Reproduce every record exactly as it appears, but not the pictures.

DATA TO EXAMINE:
--- --- ---
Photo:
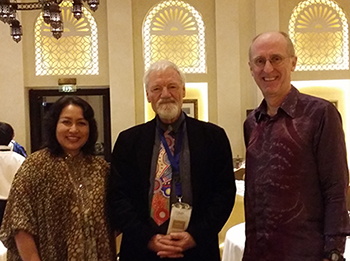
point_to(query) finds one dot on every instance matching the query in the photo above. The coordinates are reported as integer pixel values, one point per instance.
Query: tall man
(296, 169)
(146, 181)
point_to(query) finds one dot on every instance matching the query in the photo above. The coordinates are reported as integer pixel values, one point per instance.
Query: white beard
(168, 111)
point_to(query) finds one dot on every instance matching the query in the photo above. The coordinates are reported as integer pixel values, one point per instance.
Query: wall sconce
(67, 84)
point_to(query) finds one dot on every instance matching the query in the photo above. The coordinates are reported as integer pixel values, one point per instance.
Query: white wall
(12, 95)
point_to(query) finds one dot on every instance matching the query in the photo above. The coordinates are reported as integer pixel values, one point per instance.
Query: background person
(15, 146)
(56, 207)
(9, 163)
(296, 169)
(137, 193)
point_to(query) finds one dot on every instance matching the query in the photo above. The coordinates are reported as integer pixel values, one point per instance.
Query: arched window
(174, 30)
(319, 30)
(75, 53)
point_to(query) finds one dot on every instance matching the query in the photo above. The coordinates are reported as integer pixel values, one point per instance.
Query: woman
(56, 207)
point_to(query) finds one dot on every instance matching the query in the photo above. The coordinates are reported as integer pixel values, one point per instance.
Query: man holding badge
(172, 183)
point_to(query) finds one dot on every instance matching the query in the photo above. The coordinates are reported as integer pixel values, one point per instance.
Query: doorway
(41, 100)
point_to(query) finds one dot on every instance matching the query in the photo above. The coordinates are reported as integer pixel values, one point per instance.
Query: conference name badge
(179, 217)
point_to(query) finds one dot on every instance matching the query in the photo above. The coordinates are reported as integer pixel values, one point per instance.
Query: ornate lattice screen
(174, 30)
(319, 30)
(75, 53)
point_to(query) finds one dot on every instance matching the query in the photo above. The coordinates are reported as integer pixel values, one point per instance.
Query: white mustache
(165, 101)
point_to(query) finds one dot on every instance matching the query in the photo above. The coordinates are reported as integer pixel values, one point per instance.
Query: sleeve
(124, 212)
(217, 200)
(334, 178)
(20, 209)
--- --- ---
SOLUTION TO THE PROBLEM:
Photo:
point_to(query) finds one dot on every instance matching the query in the photo above. The coordinates are reported as integer pixel values, one point per instance.
Query: tall man
(296, 169)
(146, 181)
point_to(query) finds one dot on every instance matching the query in the photo above. The coordinates are reported as integer pixel values, one point per instance.
Query: white beard
(168, 111)
point_to(query) finds one dot on every instance matching the query in the photo above. The coordinates are reported as integer pixel values, one point per instance.
Query: wall sconce
(67, 84)
point_to(query) finds one dot on every instance matching the query in the photo above. The coordinates are reported as integer pixel values, one point per instance.
Query: white wall
(12, 95)
point_to(query) finds one dot on every instance matching the query in the photo above. The coordinates are reported as integer pixel values, one point per instance.
Query: background person
(15, 146)
(56, 207)
(9, 163)
(296, 169)
(137, 193)
point_to(query) finds one dot on every instance matching the query in the photo above. The coordinates are reported as integer pixel values, one point per instance.
Query: arched window
(174, 30)
(319, 30)
(75, 53)
point_to(query) finds one dot on every instance matching the query in the photo above. The coordinates are reported as integer pixel values, one point per instance.
Query: woman
(56, 207)
point_to(query) finds one dot on every instance matching the query in the photo above. The coordinates are reported as integer pixel values, one point per instance.
Query: man holding badge
(172, 183)
point_to(query) finds one dot on every instance matching the query in the photo above. The coordinates are reported as integer pixel values, one point per instance.
Query: doorway
(41, 100)
point_to(query) finds one dot on every instance matching the query in the photo above. The coordinates are reported as integer pixel values, one point per instance.
Query: conference name badge
(179, 217)
point_to(query) finds one dot on every instance matching the query in the photo above. The coordinates are reported as integer pixel values, one point per instance.
Query: ornate lattice screen
(174, 30)
(319, 30)
(75, 53)
point_to(query) finds one dot on every instance matching the query in the photo above. The coordinates are reported as integer pixel values, one point per instance.
Query: white mustache
(165, 101)
point_to(query) finds one dot on every instance matching the query in the photo above. The coordinates are reported as integer pixel values, one point per instance.
Query: sleeve
(124, 212)
(217, 200)
(334, 178)
(20, 209)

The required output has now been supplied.